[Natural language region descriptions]
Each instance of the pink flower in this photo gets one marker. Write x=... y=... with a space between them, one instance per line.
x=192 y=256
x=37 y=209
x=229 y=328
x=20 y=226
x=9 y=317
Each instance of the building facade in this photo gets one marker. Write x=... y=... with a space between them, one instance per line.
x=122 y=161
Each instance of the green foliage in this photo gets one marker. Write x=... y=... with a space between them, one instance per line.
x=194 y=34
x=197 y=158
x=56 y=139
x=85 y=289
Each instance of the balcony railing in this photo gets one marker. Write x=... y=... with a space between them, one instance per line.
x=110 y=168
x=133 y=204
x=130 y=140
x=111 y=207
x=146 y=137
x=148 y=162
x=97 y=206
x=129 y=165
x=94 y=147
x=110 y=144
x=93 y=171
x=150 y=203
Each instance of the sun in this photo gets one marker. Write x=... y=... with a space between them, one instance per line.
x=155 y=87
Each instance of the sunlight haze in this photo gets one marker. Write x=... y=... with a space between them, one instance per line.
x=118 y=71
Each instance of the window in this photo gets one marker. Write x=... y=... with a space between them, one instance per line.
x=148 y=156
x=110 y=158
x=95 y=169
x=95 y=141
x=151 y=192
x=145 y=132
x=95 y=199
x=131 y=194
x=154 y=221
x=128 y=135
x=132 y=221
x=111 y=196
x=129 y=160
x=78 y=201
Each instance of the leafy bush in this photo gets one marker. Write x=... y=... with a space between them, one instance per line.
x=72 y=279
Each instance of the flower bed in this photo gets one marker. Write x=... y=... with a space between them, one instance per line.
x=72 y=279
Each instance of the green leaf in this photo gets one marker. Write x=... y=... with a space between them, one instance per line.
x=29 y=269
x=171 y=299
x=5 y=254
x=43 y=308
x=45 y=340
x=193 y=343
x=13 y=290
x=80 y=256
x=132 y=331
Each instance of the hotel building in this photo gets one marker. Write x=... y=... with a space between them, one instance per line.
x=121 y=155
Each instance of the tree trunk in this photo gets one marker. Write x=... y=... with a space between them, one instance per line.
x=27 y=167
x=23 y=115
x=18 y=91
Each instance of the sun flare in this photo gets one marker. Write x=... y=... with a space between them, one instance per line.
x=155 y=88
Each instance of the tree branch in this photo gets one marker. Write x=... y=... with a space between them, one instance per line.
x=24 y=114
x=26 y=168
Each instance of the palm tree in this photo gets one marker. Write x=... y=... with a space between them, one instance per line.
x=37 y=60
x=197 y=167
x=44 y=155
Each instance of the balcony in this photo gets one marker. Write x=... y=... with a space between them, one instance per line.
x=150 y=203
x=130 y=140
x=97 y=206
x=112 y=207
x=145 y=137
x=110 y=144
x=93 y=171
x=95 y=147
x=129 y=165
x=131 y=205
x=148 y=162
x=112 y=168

> [Assignment]: The records above need copying. Do it exactly.

> [Response to the exercise]:
Each instance of the pink flower in this photo gets one marker. Write x=... y=... with a space between them, one instance per line.
x=192 y=256
x=37 y=209
x=229 y=328
x=20 y=226
x=9 y=317
Each instance of the building facade in this photo gets one marker. Write x=... y=... with a space between them, one instance per line.
x=122 y=161
Each instance of the green foliage in this photo gets one marker. Write x=... y=... with a space between them, one instance per line.
x=194 y=34
x=197 y=158
x=56 y=139
x=85 y=289
Each instance of the balcony railing in this photo gets one marker. Write x=... y=... with a space between them, one instance per line.
x=110 y=168
x=133 y=204
x=130 y=140
x=111 y=207
x=146 y=137
x=148 y=162
x=97 y=206
x=129 y=165
x=94 y=147
x=110 y=144
x=93 y=171
x=150 y=203
Each instance of the sun in this photo gets one marker. Write x=... y=... with a space between them, one instance per line.
x=155 y=87
Each instance of the sunlight haze in this photo gets one marker. Write x=... y=... with a space between them, one instance per line.
x=118 y=71
Each instance of the window in this photo gets one marker. Write x=... y=... with a space between them, one instance per line.
x=148 y=156
x=110 y=158
x=95 y=169
x=95 y=141
x=151 y=192
x=145 y=132
x=95 y=199
x=131 y=194
x=154 y=221
x=128 y=135
x=132 y=221
x=111 y=196
x=129 y=160
x=78 y=201
Each instance of the leafy bush in this photo gets one marker. Write x=... y=... with a space between them, one instance per line.
x=72 y=279
Each instance of the flower bed in this photo gets one marker. Write x=... y=... with a space between them, one instance per line.
x=72 y=279
Each instance of the green leaf in this photo gets one marker. Write x=... y=... with a space between them, one instance per line.
x=29 y=269
x=171 y=299
x=5 y=254
x=43 y=308
x=45 y=340
x=193 y=343
x=13 y=290
x=80 y=256
x=132 y=331
Each instance of the hotel building in this photo gets one marker. Write x=... y=... with a space between them, one instance per line.
x=121 y=155
Each instance of the tree trunk in this photo gets one marker. Write x=... y=... with a space between them, one instance per line.
x=27 y=167
x=23 y=115
x=18 y=91
Each instance of the sun flare in this photo gets one marker. Write x=... y=... with a space between them, one instance per line.
x=155 y=88
Each instance of the tree branch in this photo gets one marker. Write x=... y=... with a space between them, one instance per line.
x=24 y=114
x=26 y=168
Each instance of the palm tree in this photo gets one marker. Write x=... y=... with a space between them, one instance per line.
x=37 y=60
x=197 y=167
x=44 y=155
Each instance of the balcony in this photo gets one marker. Write x=... y=... with a space between them, one instance per line.
x=150 y=203
x=130 y=140
x=97 y=206
x=112 y=207
x=145 y=137
x=110 y=144
x=93 y=171
x=95 y=147
x=129 y=165
x=131 y=205
x=148 y=162
x=112 y=168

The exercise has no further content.